- **Exercise directions**: Starting at the line that has "foliage in the photo above." and running through the end of the listing, write those lines out again with "sunlit leaf" swapped for "leaf in sunlight" and everything else left as it is. Leave the pictures out of your answer.

---------- Available records ----------

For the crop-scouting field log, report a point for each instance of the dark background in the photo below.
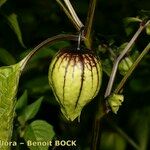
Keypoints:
(40, 19)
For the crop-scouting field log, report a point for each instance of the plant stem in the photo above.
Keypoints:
(120, 85)
(47, 42)
(73, 13)
(89, 22)
(115, 66)
(69, 11)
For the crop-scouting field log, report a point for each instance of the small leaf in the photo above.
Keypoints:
(107, 66)
(2, 2)
(115, 101)
(39, 131)
(125, 65)
(22, 101)
(30, 111)
(13, 23)
(148, 29)
(6, 57)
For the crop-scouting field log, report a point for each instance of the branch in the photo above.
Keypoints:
(69, 11)
(115, 66)
(121, 84)
(47, 42)
(89, 22)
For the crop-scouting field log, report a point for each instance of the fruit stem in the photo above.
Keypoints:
(89, 23)
(70, 12)
(50, 41)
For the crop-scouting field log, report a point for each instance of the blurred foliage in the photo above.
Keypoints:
(28, 22)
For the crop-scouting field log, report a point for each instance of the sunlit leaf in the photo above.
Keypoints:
(9, 79)
(39, 131)
(22, 101)
(6, 57)
(13, 23)
(107, 66)
(30, 111)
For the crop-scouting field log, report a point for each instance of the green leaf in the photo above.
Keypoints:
(39, 131)
(2, 2)
(9, 79)
(30, 111)
(107, 66)
(6, 57)
(13, 23)
(22, 101)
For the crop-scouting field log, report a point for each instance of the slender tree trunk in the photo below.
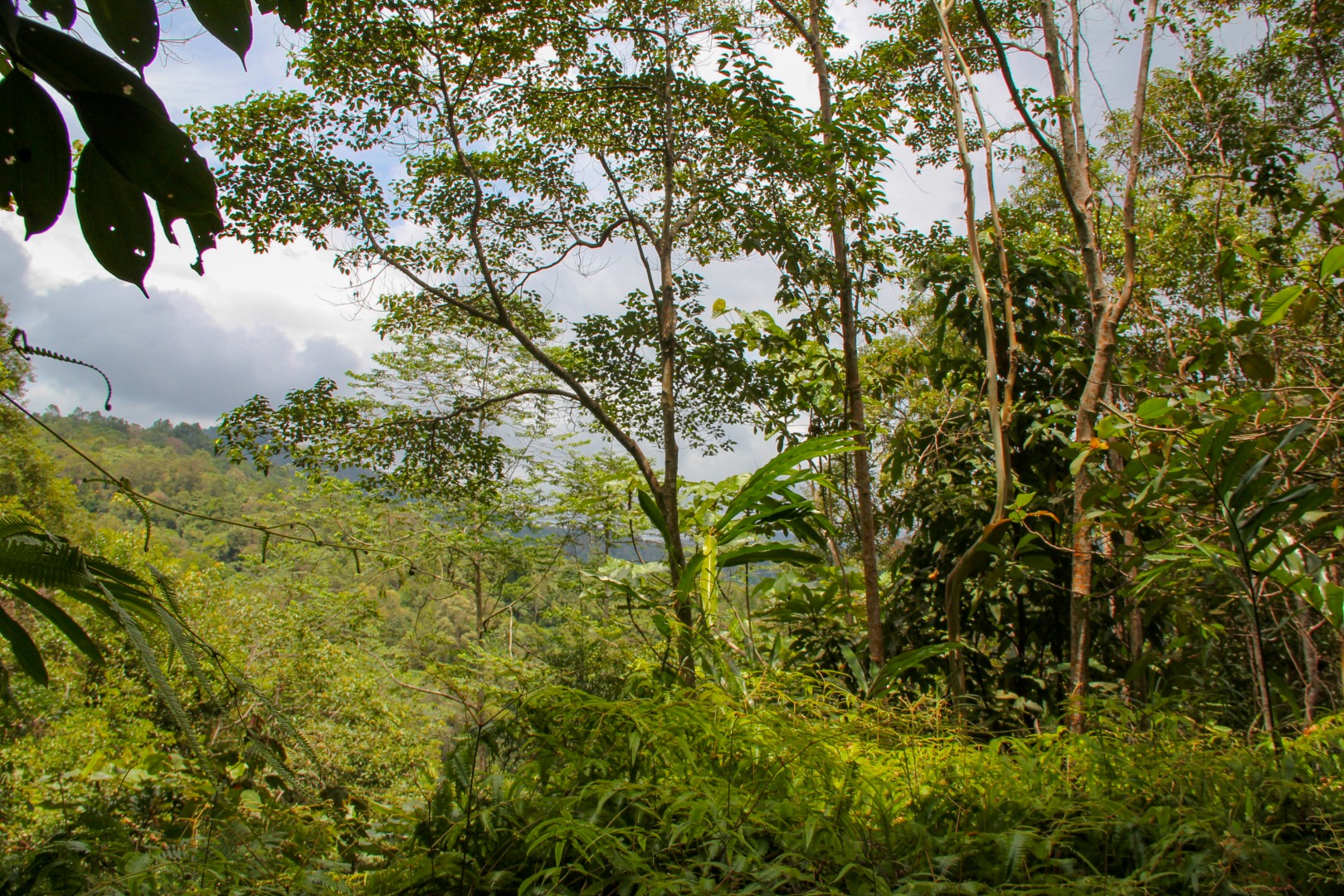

----------

- **The solution**:
For the crop-scouting field log, report a point for each instance of the blurred foliage in the photo above.
Keypoints:
(28, 22)
For the crop-scouting field log, report a point for each instance of the leaf in sunlight in the photo above.
Keypoints:
(9, 79)
(39, 131)
(22, 101)
(6, 57)
(13, 23)
(107, 66)
(30, 111)
For the crop-scouting field log, report a point for each instance of the green leaf in the photo above.
Keypoints:
(39, 131)
(2, 2)
(9, 79)
(30, 111)
(107, 66)
(6, 57)
(13, 23)
(22, 101)
For the crop-scouting field log, report a point for each instance of the slender tree trunk in the photo below.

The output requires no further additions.